**Data provided:**
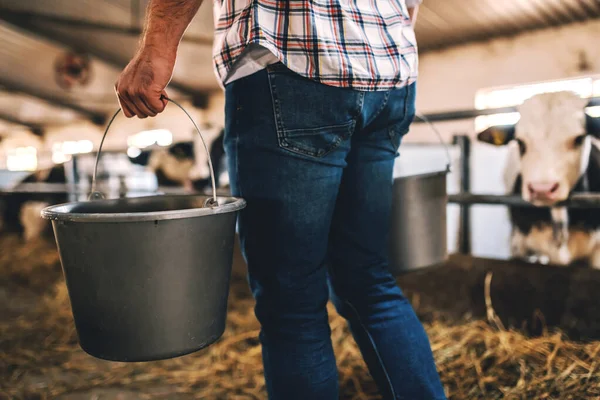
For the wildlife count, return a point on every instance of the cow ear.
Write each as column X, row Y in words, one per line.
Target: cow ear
column 497, row 135
column 592, row 125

**What is required:** Rewrite every line of the items above as a numbered list, leaving out any blank lines and omitting the pictures.

**The reply:**
1. For the wildlife count, return a point on every instance of the cow ear.
2. Write each as column X, row Y in words, one per line.
3. Target: cow ear
4. column 497, row 135
5. column 592, row 125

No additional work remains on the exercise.